- _TEXT PASSAGE_:
▬▬▬▬▬▬

A Pepsi model lies amid other debris. Could plastic-using brands save the circular economy? Image: Eco-Business
A PET Pepsi bottle lies amid other debris. Could big plastic-using brands save the circular economy? Image: Eco-Business

Record-low Covid-era oil prices have made virgin plastic much cheaper than recycled plastic, forcing many recycling plants around the world to close. But some of the worst-ever market conditions for recyclers didn’t stop an investment company backed by multinational brands from pumping millions into Asian recycling businesses last week.

Circulate Capital, a Singapore-based investment firm that launched with a US$100 million war chest to tackle marine pollution in South and Southeast Asia in 2018, has invested US$6 million in an Indonesian and Indian recycling firm to help them weather the pandemic-induced financial crisis, and to grow and scale their businesses once market conditions improve.

One of the recyclers, Mumbai-based Lucro, converts low-value flexible plastic such as shrink wrap into plastic granules that are sold to manufacturers in India. The other, Jakarta-headquartered Tridi Oasis, turns Polyethylene terephthalate (PET) bottles into plastic flakes which are used to make packaging and textiles in Indonesia.

The companies funding Circulate Capital, which include PepsiCo, Coca-Cola, Unilever, Danone, Chanel and Procter & Gamble, are increasingly using recycled plastic in their products following consumer, civic society and regulatory pressure to take responsiblity for the marine pollution their products contribute to.

The only way to save the recycling industry is for brand owners to pay for the cost of recycling.

Dr Steve Wong, chief executive officer, Fukutomi Recycling, chairman, China Scrap Plastics Association

Circulate Capital chief executive Rob Kaplan said that when Covid-19 developed into a global crisis, the company questioned the timing of the investments—which are the first it has made.

▬▬▬▬▬▬

(Stored items)
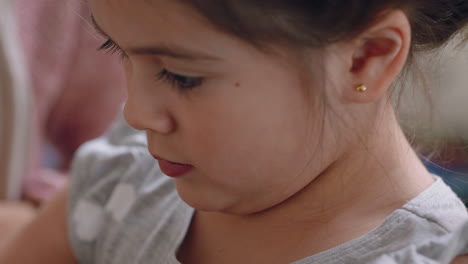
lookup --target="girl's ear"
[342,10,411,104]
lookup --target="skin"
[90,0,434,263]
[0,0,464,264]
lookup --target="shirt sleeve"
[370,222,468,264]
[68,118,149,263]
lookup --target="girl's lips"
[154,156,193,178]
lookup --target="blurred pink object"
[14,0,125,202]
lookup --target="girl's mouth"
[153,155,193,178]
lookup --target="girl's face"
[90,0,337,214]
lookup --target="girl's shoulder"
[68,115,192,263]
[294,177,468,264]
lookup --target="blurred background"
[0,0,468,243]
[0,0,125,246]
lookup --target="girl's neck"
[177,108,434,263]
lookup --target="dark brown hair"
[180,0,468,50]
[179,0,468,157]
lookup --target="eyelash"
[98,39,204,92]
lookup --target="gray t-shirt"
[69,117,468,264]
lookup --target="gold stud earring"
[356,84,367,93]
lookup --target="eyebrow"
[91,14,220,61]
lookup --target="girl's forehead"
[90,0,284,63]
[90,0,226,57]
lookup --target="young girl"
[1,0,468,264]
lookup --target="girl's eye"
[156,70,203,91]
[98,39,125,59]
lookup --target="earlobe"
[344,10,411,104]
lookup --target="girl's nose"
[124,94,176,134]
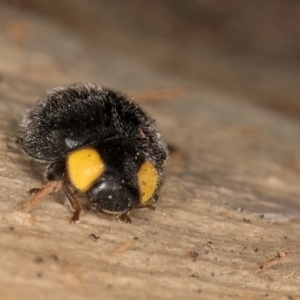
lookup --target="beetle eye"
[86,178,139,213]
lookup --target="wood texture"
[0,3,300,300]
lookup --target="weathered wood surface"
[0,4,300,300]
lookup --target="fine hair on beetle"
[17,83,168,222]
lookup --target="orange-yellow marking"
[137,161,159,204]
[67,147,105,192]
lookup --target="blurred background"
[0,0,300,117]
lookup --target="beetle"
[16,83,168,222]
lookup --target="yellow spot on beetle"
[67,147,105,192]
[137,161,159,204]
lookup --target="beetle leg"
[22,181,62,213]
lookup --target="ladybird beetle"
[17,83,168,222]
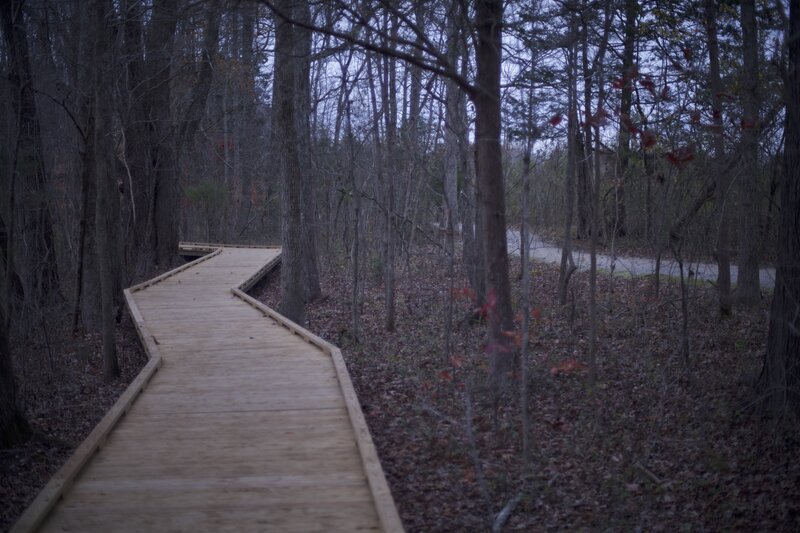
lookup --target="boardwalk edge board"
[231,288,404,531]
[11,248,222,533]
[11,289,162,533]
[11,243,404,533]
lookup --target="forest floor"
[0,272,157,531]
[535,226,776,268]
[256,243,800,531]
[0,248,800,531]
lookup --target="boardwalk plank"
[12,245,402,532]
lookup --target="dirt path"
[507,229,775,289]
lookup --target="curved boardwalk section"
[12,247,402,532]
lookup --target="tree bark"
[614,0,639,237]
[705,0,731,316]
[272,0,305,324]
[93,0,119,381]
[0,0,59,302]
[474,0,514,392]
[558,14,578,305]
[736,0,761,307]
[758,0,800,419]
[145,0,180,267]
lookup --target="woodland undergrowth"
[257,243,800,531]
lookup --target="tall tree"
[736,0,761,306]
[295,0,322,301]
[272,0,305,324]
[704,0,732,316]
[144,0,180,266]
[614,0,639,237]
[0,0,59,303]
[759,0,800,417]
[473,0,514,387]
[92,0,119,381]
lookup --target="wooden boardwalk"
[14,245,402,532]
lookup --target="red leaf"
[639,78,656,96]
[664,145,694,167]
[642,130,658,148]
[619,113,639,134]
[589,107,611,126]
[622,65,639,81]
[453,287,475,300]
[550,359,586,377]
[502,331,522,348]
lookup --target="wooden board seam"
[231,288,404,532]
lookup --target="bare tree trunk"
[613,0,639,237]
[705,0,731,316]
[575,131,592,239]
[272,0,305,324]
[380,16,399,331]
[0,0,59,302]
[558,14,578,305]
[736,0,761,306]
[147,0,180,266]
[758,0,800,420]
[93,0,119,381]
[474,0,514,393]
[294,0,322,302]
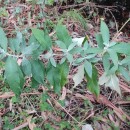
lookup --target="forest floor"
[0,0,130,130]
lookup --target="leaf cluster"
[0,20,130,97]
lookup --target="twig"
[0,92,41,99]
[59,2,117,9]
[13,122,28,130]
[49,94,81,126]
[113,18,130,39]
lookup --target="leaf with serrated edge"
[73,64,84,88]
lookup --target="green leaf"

▬▬▬▬▬▬

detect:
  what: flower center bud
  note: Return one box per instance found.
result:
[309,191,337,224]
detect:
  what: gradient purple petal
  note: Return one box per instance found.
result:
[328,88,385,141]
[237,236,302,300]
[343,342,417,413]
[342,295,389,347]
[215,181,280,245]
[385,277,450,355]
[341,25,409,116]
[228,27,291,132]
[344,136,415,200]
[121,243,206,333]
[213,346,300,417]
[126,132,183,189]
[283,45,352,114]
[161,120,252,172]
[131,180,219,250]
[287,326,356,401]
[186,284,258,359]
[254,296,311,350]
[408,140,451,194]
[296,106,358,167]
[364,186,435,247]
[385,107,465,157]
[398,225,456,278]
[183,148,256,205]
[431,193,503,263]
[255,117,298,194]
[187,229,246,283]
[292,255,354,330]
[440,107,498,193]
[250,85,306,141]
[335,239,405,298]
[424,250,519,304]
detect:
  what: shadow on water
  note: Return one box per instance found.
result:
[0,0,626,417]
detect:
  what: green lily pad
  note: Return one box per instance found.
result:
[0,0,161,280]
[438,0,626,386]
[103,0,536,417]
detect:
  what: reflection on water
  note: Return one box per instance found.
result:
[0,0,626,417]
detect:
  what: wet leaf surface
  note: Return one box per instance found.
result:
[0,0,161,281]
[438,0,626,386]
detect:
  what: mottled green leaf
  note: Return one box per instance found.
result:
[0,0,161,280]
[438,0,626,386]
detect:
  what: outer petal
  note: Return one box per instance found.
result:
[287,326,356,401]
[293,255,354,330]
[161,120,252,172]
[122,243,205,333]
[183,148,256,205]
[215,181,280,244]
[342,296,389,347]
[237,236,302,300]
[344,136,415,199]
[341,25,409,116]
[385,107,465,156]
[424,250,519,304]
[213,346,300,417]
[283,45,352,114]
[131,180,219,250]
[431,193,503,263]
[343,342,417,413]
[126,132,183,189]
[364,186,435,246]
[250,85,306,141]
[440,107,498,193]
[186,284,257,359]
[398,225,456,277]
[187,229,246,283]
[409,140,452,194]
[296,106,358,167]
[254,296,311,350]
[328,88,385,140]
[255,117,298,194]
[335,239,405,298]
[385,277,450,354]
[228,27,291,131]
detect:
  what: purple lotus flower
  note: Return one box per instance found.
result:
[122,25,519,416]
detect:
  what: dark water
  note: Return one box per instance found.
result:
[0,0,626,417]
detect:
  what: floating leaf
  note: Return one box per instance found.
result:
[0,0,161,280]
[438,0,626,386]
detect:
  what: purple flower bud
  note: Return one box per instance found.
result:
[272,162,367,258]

▬▬▬▬▬▬

- _DESCRIPTION OF THE TASK_: Transcribe the passage on plastic recycling word for word, beginning at the words "One of the recyclers, Mumbai-based" and stopping after "textiles in Indonesia.". You can set the stored items aside; nothing here depends on them.

- _EXERCISE OUTPUT_:
One of the recyclers, Mumbai-based Lucro, converts low-value flexible plastic such as shrink wrap into plastic granules that are sold to manufacturers in India. The other, Jakarta-headquartered Tridi Oasis, turns Polyethylene terephthalate (PET) bottles into plastic flakes which are used to make packaging and textiles in Indonesia.